Given a set of packages to determine the order in which the packages need to be installed (or removed) a dependency graph is constructed. All packages with no requirements can be installed first. Afterwards all requires of the remaining packages that were provided by the installed packges get removed. This normally results in a new set of packages without any requirements. This process is then repeated until either no more packages need to be installed or we have requirement loops between packages. These loops then need to be broken up by intelligently selecting one dependency and removing that until we have packages without requirements again. If there are several packages in one round without requirements the order of those are independant and can be installed in any order.
A special case for the loop breaking are PreReqs. Those requirements are special in that sense that they should never ever be broken up if possible as they specify that a certain package absolutely has to be installed before the other one can be safely and correctly installed. This happens often if a package needs some specific binaries in one of it pre or post scripts.
Now that we know how dependency checks and ordering works the next step is dependency resolving. Here we need to leave the space of a single set of rpms and include some kind of repository from which the depresolver can pull packages. A typical scenario is where you have an installed system with a set packages B, a set of packages to be installed or updated I and a set of packages in one or more repositories called R.
The depresolver now takes all requirements from the packages in I and checks which are still not resolved by B. For those unfulfilled requirements it then looks at the packages in R and tries to find packages that fulfill those requirments and add the best matching package to I. This process is repeated until all requirments are fullfilled or aborted if they can't be resolved using R.
An important fact is that dependencies are "arch-less", meaning if you have a requirement on multilib systems this can lead to 64bit packages being pulled it from 32bit packages and vice versa. For libraries this can and usally will automatically be prevented as 64bit libraries on 64bit systems have a (64bit) at the end of their provides, so they specifically and correcltly will be required by binaries linked against them.
○ ○ ○ ○ ○
What is asked:
Reproduce word for word the stretch of the passage on package dependencies from "Now that we" through "resolved using R.".

Dataset excerpt:
○ ○ ○ ○ ○
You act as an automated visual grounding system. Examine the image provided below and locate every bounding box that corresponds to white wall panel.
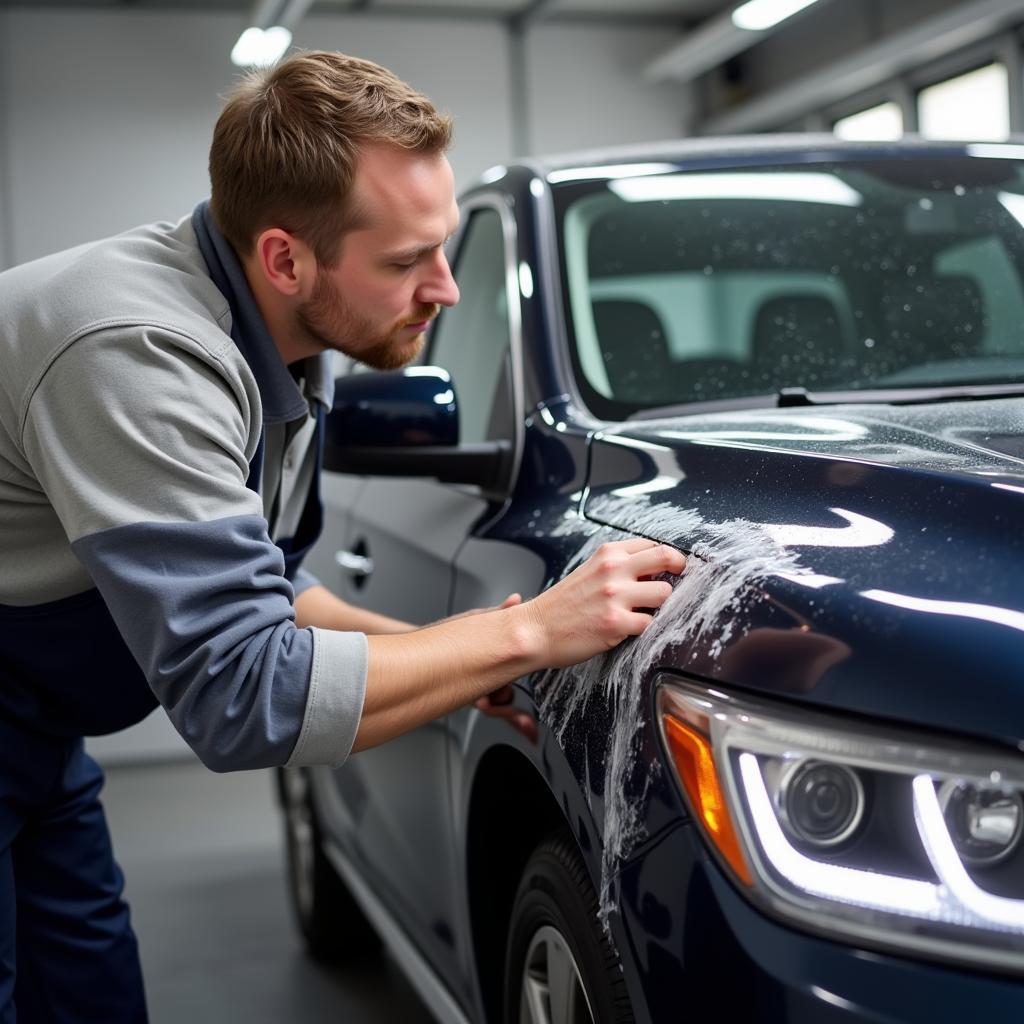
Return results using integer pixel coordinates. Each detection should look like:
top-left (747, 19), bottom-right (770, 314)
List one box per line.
○ ○ ○ ○ ○
Solution to the problem:
Now that we know how dependency checks and ordering works the next step is dependency resolving. Here we need to leave the space of a single set of rpms and include some kind of repository from which the depresolver can pull packages. A typical scenario is where you have an installed system with a set packages B, a set of packages to be installed or updated I and a set of packages in one or more repositories called R.
The depresolver now takes all requirements from the packages in I and checks which are still not resolved by B. For those unfulfilled requirements it then looks at the packages in R and tries to find packages that fulfill those requirments and add the best matching package to I. This process is repeated until all requirments are fullfilled or aborted if they can't be resolved using R.